__Prompt__
Restate word for word the line containing "For this dataset, tag each instance of the submerged" and every following line in the material below, up to and including the last one.

__Exercise data__
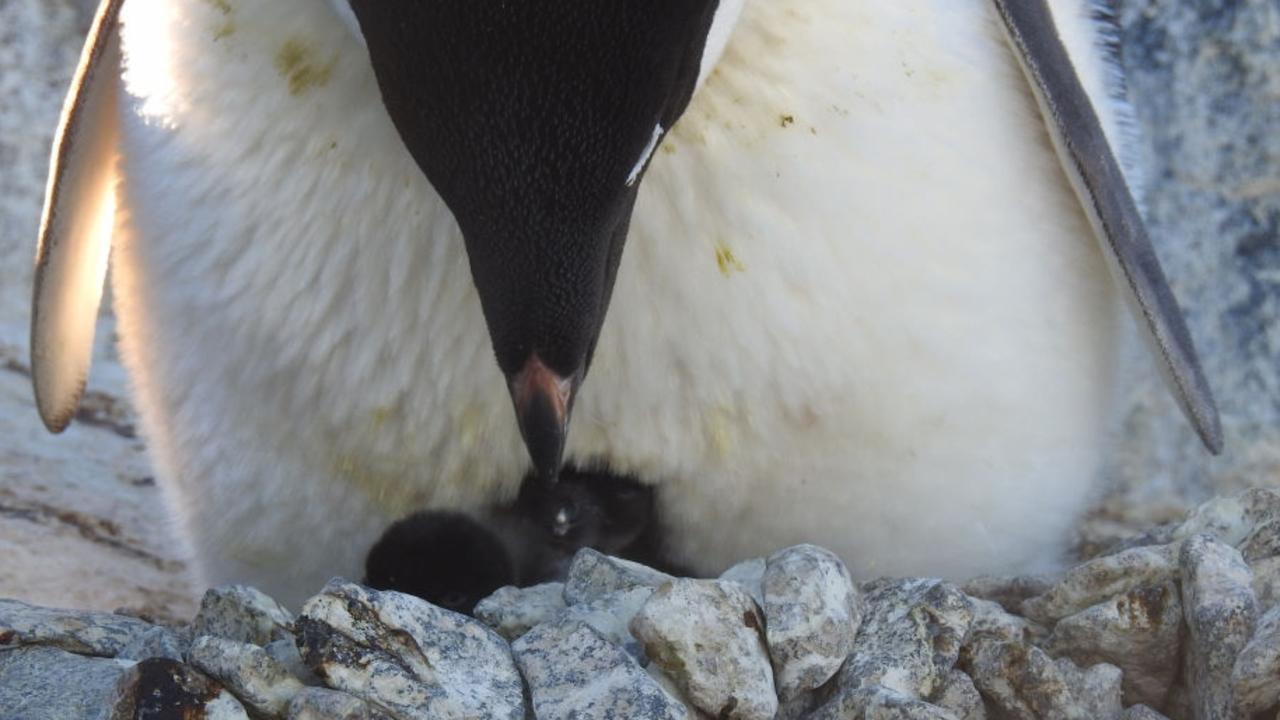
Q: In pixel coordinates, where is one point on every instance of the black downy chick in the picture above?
(455, 560)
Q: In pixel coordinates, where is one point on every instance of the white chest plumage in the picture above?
(859, 304)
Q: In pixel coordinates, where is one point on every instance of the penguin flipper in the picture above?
(1098, 182)
(76, 226)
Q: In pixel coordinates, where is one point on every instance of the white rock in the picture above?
(513, 611)
(252, 675)
(593, 574)
(812, 613)
(83, 633)
(1256, 677)
(1102, 578)
(909, 638)
(707, 637)
(407, 655)
(574, 671)
(1220, 610)
(242, 614)
(1138, 632)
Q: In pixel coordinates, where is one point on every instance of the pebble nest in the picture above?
(1180, 621)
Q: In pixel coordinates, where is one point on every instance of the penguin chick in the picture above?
(447, 559)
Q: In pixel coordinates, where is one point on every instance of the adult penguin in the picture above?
(826, 270)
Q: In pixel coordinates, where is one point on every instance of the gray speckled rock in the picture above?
(593, 574)
(812, 611)
(909, 638)
(512, 611)
(611, 615)
(242, 614)
(407, 655)
(45, 683)
(159, 687)
(1138, 632)
(286, 652)
(574, 671)
(1101, 578)
(1219, 605)
(707, 637)
(750, 575)
(156, 642)
(1141, 712)
(959, 696)
(1256, 677)
(1024, 683)
(321, 703)
(85, 633)
(252, 675)
(873, 702)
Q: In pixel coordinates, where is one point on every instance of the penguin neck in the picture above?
(717, 40)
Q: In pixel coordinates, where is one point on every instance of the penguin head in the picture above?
(535, 122)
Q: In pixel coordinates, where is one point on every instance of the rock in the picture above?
(513, 611)
(909, 638)
(407, 655)
(593, 574)
(958, 695)
(574, 671)
(611, 615)
(156, 642)
(1096, 580)
(242, 614)
(812, 611)
(750, 575)
(1022, 682)
(46, 683)
(707, 637)
(321, 703)
(1266, 582)
(286, 652)
(101, 634)
(1261, 543)
(252, 675)
(1256, 677)
(1141, 712)
(164, 688)
(1219, 605)
(874, 702)
(1138, 632)
(1009, 591)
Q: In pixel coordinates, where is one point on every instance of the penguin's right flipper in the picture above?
(1088, 160)
(76, 226)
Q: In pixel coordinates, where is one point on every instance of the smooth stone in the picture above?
(101, 634)
(407, 655)
(593, 574)
(242, 614)
(1220, 611)
(1138, 632)
(323, 703)
(1256, 677)
(46, 683)
(707, 637)
(513, 611)
(812, 613)
(575, 671)
(1102, 578)
(252, 675)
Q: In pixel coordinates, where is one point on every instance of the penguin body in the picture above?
(859, 305)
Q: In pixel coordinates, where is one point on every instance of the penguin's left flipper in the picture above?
(76, 226)
(1101, 187)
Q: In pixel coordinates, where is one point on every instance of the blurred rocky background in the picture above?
(81, 516)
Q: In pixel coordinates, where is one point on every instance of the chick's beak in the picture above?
(543, 402)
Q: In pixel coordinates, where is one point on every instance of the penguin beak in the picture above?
(543, 402)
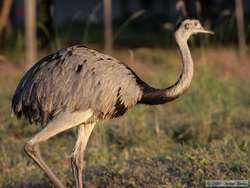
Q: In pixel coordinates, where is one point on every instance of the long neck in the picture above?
(154, 96)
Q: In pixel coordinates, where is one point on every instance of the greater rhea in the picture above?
(78, 86)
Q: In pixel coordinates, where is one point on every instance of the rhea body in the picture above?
(78, 86)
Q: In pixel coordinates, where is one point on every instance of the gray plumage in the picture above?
(77, 86)
(72, 79)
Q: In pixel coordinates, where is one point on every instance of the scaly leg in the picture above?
(61, 123)
(77, 160)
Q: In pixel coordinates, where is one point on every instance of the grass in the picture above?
(202, 135)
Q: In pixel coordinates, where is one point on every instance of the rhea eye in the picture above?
(186, 26)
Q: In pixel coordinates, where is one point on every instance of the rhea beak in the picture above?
(202, 30)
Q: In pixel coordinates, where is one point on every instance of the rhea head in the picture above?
(189, 27)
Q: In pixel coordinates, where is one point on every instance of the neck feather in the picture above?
(155, 96)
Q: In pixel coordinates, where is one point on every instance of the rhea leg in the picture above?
(60, 123)
(77, 160)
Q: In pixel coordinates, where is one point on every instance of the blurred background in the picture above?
(203, 135)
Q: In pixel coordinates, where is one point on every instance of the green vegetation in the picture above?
(203, 135)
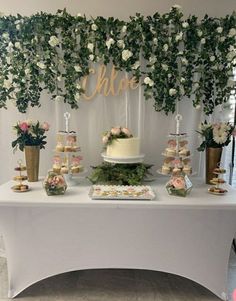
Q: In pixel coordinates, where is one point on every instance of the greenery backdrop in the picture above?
(173, 57)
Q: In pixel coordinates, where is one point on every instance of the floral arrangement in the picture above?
(30, 133)
(177, 186)
(115, 133)
(171, 56)
(215, 134)
(55, 184)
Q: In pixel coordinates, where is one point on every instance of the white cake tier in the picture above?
(124, 147)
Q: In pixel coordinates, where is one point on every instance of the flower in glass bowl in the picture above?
(54, 184)
(115, 133)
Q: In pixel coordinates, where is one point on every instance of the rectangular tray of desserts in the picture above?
(120, 192)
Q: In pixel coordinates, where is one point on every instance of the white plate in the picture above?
(127, 160)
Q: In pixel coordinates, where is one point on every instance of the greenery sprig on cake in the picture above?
(115, 133)
(119, 174)
(173, 57)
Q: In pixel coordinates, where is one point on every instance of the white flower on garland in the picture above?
(59, 98)
(5, 35)
(179, 36)
(90, 46)
(94, 27)
(172, 92)
(124, 29)
(53, 41)
(136, 65)
(212, 58)
(91, 57)
(177, 6)
(126, 54)
(165, 47)
(185, 24)
(203, 41)
(164, 67)
(199, 33)
(232, 32)
(77, 96)
(152, 60)
(109, 43)
(17, 45)
(121, 44)
(78, 68)
(184, 61)
(7, 84)
(148, 81)
(41, 65)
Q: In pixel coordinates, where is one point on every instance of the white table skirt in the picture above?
(45, 236)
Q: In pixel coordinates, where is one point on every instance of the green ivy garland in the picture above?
(174, 58)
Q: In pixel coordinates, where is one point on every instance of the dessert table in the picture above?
(48, 235)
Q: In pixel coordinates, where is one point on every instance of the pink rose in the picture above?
(178, 182)
(45, 126)
(24, 126)
(126, 132)
(115, 131)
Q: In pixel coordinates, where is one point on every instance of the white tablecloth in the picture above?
(45, 236)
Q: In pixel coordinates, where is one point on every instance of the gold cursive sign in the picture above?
(107, 85)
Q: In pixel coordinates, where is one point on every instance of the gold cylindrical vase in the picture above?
(32, 162)
(213, 157)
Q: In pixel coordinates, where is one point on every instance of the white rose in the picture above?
(203, 41)
(121, 44)
(27, 71)
(53, 41)
(185, 24)
(91, 57)
(164, 67)
(148, 81)
(18, 45)
(184, 61)
(90, 46)
(59, 98)
(172, 92)
(94, 27)
(177, 6)
(124, 29)
(41, 65)
(77, 96)
(179, 36)
(126, 54)
(212, 58)
(152, 60)
(199, 33)
(222, 39)
(77, 68)
(109, 43)
(232, 32)
(7, 83)
(165, 47)
(5, 35)
(136, 65)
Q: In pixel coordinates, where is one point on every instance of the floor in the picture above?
(116, 285)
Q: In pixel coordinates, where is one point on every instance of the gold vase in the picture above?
(213, 157)
(32, 162)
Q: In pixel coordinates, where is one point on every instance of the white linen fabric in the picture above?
(92, 119)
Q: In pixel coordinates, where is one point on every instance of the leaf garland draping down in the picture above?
(179, 58)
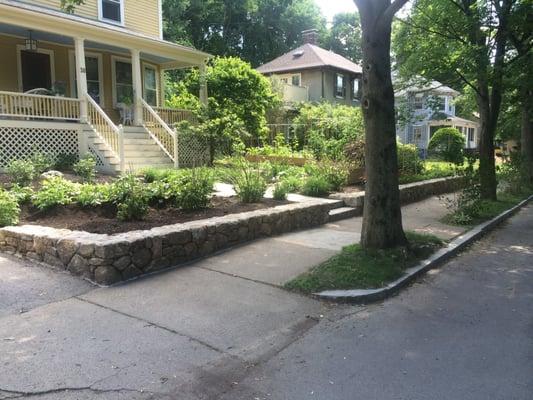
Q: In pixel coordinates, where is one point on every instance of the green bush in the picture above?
(86, 168)
(196, 189)
(42, 162)
(93, 195)
(55, 191)
(447, 144)
(9, 209)
(23, 194)
(280, 192)
(409, 162)
(21, 172)
(249, 183)
(316, 186)
(327, 128)
(131, 197)
(65, 161)
(153, 174)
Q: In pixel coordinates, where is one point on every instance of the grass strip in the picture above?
(356, 268)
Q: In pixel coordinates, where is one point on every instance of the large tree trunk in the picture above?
(527, 132)
(382, 217)
(487, 166)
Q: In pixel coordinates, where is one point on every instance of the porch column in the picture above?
(81, 77)
(162, 88)
(203, 84)
(137, 87)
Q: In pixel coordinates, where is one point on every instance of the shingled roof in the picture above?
(306, 57)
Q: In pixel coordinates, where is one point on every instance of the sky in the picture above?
(331, 7)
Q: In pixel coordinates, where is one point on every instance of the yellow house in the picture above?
(90, 81)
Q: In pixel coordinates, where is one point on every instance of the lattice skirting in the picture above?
(192, 151)
(20, 142)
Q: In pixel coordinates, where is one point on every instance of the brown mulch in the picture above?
(103, 220)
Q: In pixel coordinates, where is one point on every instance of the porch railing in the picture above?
(159, 130)
(174, 115)
(33, 106)
(111, 134)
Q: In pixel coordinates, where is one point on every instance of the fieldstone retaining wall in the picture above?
(107, 259)
(409, 193)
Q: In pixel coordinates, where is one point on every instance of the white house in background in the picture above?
(425, 109)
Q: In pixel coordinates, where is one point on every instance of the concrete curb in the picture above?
(441, 256)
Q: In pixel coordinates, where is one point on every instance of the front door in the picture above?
(36, 71)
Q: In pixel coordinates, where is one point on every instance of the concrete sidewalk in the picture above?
(165, 335)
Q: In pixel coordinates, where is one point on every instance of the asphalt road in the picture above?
(222, 329)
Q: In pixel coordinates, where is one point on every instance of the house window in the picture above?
(150, 85)
(355, 89)
(111, 10)
(295, 80)
(123, 82)
(471, 134)
(93, 68)
(417, 133)
(340, 90)
(419, 102)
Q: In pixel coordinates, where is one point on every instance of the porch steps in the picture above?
(140, 151)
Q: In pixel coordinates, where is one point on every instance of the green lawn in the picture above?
(355, 268)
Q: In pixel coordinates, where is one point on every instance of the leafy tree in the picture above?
(448, 144)
(239, 100)
(466, 43)
(382, 217)
(344, 36)
(326, 128)
(255, 30)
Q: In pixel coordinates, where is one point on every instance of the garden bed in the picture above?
(103, 219)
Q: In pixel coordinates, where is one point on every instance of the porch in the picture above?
(60, 74)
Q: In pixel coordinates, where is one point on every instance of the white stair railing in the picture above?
(112, 135)
(35, 106)
(160, 132)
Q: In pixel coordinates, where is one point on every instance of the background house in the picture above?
(311, 73)
(67, 82)
(423, 109)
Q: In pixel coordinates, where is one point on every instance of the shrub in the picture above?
(327, 128)
(9, 209)
(152, 174)
(131, 197)
(86, 168)
(249, 183)
(93, 195)
(55, 191)
(335, 174)
(447, 144)
(21, 172)
(196, 189)
(409, 162)
(22, 194)
(316, 186)
(65, 161)
(41, 162)
(280, 192)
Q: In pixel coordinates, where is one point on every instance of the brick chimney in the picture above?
(310, 36)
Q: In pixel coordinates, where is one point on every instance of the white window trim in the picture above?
(337, 74)
(154, 67)
(20, 49)
(160, 6)
(72, 69)
(111, 21)
(114, 59)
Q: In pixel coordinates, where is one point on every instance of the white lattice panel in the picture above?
(20, 142)
(192, 151)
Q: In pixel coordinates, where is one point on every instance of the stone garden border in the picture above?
(107, 259)
(409, 193)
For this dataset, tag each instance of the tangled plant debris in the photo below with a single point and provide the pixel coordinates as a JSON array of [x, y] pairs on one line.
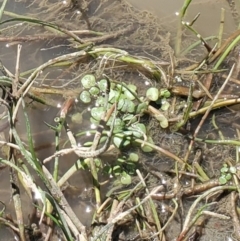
[[152, 134]]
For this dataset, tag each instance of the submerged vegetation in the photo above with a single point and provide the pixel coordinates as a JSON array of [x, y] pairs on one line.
[[158, 138]]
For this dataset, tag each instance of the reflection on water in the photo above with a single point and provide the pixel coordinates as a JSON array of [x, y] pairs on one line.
[[36, 53]]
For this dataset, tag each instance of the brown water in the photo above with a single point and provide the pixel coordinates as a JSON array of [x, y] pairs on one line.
[[33, 54]]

__Completed exercise__
For this dataset, tag each instance of the submerged vegetation in the photo above with a single point and provide the pixel coordinates as a JSON array of [x, y] pairs on one line.
[[158, 138]]
For this dataset, tag each instance of the reflection on water in the photo above with a single point and provide the pixel coordinates as a JSON array of [x, y] pairs on one line.
[[36, 53]]
For this dataset, tag each instance of the brown water in the photo above with a single point and provide the pixel coordinates as a JSON array of [x, y] pairs on one line.
[[33, 54]]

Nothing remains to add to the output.